__Goal of the exercise__
Rewrite the rows from the line with "Task: point at the horse" up to and including the line with "Target: horse neck", putting "mane" wherever "neck" appears and leaving everything else the same.

__Information supplied__

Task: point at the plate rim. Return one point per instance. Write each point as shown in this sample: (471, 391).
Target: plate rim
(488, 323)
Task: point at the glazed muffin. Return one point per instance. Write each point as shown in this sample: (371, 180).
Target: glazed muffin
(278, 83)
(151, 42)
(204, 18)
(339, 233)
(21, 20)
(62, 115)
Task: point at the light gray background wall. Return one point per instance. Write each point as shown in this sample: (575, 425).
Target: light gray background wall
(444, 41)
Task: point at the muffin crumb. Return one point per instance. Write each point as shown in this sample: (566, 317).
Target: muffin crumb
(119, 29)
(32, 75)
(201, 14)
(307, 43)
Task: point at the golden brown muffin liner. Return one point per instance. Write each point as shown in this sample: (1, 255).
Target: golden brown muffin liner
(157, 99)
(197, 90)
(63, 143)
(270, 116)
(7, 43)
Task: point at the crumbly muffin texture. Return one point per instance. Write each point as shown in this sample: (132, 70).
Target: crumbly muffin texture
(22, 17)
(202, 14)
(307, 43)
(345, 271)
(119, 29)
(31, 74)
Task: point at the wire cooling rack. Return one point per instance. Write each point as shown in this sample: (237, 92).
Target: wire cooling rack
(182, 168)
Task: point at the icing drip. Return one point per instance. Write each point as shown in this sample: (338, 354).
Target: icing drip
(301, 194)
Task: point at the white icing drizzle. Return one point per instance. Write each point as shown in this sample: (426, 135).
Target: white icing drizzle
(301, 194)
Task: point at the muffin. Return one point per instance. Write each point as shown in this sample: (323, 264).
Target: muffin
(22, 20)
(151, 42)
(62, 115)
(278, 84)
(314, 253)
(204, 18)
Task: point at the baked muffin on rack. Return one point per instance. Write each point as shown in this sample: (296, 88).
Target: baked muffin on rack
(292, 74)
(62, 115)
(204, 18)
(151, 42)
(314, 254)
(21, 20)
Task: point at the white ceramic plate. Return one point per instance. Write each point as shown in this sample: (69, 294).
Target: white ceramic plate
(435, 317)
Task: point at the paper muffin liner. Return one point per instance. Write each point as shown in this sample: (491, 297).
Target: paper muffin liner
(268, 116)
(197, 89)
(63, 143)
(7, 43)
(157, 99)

...

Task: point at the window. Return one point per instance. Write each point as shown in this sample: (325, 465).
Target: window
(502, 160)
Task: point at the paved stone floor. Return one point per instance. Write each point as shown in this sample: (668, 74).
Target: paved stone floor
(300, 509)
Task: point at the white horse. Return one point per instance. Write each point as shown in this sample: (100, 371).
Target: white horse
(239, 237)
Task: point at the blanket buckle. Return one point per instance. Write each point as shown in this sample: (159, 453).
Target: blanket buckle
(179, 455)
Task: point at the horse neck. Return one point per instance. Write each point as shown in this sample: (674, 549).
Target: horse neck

__Result__
Task: point at the horse mane. Return one point per instance. Write each point as shown in this sample: (674, 549).
Target: horse mane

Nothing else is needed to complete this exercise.